*Record excerpts*.
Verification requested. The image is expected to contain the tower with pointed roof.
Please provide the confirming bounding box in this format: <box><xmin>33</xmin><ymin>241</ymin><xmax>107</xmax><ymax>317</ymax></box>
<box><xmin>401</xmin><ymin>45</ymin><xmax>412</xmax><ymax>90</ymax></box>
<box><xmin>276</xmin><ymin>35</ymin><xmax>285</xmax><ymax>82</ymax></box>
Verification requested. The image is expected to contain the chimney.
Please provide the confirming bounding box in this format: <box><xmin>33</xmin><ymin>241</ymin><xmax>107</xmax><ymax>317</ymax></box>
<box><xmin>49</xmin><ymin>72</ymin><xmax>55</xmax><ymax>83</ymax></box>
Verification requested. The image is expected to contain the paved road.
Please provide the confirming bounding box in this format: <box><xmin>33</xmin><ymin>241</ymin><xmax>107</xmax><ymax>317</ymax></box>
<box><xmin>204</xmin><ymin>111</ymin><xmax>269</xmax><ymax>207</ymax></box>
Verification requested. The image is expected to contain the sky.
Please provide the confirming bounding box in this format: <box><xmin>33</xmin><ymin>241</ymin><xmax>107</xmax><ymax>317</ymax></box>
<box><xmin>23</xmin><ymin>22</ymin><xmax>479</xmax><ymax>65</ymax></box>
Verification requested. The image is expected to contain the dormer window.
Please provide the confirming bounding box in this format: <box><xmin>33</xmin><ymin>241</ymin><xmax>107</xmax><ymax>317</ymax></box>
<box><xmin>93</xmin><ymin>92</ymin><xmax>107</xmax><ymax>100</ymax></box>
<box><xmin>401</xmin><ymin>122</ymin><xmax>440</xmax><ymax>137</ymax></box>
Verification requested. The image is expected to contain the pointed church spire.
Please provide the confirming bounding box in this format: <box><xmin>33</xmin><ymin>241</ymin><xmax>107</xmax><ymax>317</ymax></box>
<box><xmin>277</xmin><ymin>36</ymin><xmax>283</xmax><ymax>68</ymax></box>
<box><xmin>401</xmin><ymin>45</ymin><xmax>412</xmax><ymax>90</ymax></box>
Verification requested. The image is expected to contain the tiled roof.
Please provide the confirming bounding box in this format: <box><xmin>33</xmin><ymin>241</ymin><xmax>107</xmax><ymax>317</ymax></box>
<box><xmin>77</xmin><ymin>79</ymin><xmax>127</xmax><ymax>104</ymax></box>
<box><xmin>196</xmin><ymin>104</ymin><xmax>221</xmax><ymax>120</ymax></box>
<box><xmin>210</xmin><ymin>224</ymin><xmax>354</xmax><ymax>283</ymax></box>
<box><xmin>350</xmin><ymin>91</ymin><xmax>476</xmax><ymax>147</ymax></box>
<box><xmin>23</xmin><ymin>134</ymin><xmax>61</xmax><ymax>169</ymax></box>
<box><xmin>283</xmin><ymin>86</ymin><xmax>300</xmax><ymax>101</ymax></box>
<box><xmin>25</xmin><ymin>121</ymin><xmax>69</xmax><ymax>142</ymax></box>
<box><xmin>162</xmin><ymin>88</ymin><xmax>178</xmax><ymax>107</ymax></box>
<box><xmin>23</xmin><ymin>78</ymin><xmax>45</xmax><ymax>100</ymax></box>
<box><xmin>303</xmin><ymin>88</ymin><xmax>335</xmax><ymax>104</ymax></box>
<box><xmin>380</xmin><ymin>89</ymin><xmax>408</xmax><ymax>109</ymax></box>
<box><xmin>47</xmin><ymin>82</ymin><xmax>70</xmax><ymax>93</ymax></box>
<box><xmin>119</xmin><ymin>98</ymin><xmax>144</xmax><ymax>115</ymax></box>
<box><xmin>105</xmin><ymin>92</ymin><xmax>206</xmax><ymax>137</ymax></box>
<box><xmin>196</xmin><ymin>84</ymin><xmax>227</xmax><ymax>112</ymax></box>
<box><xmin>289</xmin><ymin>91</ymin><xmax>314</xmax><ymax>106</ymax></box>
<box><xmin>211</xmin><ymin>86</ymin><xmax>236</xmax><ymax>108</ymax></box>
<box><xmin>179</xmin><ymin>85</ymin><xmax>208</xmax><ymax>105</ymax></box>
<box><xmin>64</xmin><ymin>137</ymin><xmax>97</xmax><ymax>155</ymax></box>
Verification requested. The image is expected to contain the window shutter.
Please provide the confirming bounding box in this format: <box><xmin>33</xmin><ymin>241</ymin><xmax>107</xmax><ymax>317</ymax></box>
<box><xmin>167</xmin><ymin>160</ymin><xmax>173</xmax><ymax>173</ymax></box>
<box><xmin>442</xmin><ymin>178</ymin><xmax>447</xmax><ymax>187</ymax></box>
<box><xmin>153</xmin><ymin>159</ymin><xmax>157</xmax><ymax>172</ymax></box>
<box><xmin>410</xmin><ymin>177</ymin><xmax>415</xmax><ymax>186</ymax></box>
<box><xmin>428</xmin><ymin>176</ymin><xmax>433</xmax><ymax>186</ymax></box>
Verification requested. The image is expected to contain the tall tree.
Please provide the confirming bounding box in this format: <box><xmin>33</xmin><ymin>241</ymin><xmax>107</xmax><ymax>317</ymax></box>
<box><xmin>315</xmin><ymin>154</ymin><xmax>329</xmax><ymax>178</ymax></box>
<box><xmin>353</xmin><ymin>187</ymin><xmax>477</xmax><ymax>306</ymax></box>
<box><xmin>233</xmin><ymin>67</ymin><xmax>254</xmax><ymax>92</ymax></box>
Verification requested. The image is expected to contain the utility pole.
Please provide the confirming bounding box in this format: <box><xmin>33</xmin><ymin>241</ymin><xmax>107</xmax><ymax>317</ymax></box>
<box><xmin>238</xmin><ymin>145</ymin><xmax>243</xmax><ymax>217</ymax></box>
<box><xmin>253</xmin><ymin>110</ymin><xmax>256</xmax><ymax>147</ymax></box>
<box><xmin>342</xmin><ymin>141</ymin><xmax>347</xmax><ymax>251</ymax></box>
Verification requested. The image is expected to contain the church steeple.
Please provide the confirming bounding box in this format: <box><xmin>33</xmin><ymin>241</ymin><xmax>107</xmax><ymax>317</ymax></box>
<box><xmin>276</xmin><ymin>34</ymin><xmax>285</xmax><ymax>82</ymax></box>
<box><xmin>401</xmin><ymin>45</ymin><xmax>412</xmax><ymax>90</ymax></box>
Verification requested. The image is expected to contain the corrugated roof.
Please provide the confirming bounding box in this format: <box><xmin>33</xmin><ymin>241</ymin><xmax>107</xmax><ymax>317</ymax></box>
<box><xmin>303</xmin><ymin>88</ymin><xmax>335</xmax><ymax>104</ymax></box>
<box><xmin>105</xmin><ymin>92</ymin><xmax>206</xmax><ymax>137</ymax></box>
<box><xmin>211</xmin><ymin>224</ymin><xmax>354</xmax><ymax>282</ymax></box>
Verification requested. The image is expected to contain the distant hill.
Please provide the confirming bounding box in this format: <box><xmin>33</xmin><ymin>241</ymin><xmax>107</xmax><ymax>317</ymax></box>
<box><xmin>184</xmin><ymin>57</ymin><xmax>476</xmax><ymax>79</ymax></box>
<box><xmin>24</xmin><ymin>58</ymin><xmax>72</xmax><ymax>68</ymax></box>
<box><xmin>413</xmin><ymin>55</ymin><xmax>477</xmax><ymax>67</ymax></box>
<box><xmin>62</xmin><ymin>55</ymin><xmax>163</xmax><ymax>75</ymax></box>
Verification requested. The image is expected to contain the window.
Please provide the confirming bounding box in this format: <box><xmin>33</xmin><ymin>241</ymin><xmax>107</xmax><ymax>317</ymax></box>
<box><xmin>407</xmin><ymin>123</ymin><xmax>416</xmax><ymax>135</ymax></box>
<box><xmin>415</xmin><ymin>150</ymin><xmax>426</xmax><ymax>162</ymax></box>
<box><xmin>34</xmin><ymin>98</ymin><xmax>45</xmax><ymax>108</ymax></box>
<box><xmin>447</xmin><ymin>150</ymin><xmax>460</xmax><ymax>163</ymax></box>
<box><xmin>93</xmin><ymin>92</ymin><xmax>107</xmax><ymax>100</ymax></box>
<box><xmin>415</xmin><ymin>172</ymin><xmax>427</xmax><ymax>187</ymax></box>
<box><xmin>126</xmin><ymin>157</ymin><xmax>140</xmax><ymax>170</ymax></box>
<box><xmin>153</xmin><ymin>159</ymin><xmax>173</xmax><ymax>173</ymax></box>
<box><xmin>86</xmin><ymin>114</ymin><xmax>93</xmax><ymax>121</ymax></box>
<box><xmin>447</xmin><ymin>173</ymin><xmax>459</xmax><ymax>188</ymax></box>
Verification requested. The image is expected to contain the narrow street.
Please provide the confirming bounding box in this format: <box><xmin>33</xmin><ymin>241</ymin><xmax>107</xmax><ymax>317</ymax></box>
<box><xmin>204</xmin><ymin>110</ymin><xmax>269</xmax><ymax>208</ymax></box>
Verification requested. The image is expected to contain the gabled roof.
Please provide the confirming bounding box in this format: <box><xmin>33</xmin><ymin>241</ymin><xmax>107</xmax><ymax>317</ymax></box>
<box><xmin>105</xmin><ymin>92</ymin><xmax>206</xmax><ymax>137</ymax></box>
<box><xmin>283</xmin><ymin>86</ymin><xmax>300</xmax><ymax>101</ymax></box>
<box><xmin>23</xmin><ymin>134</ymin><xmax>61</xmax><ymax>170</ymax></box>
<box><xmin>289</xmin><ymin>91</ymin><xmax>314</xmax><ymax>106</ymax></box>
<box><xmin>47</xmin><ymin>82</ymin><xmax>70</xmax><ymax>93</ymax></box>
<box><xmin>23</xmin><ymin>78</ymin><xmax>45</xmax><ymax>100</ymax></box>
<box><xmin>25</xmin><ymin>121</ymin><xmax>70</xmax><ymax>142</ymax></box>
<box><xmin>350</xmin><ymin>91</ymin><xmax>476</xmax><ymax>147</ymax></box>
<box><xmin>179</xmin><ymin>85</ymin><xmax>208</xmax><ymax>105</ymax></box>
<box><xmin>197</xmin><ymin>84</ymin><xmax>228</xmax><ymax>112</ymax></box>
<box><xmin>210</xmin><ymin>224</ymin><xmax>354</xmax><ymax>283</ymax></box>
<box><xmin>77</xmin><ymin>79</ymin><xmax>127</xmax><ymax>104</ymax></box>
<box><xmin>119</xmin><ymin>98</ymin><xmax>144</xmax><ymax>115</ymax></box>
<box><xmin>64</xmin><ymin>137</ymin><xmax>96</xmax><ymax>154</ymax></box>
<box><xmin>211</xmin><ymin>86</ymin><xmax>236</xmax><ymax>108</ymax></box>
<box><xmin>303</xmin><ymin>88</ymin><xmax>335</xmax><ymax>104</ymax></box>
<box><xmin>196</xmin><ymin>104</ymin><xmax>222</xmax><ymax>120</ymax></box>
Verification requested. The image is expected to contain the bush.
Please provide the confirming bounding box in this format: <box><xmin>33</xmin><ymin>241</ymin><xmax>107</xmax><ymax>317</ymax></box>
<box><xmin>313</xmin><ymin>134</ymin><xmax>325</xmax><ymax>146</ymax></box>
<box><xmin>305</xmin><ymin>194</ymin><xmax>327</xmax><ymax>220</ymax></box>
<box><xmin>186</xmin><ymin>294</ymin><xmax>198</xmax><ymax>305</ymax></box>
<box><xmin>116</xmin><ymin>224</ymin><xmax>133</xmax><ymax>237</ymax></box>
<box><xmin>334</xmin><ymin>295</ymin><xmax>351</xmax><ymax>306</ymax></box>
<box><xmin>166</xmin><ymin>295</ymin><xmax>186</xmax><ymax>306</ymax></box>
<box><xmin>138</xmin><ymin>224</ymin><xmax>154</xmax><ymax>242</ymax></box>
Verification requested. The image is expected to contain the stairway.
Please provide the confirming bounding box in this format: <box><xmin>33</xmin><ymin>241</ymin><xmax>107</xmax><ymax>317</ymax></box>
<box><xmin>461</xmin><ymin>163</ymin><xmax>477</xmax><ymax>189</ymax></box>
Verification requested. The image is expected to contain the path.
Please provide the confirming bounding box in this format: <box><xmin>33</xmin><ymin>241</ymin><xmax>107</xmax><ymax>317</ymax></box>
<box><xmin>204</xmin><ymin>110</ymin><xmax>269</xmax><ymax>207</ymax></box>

*Aim of the task*. Copy out every line from the data above in which the word "pointed" occurs.

*Solution to this problem*.
Verification requested. The image is expected to contain the tower with pointed roof.
Verification requested. The image is expected to contain the pointed church spire.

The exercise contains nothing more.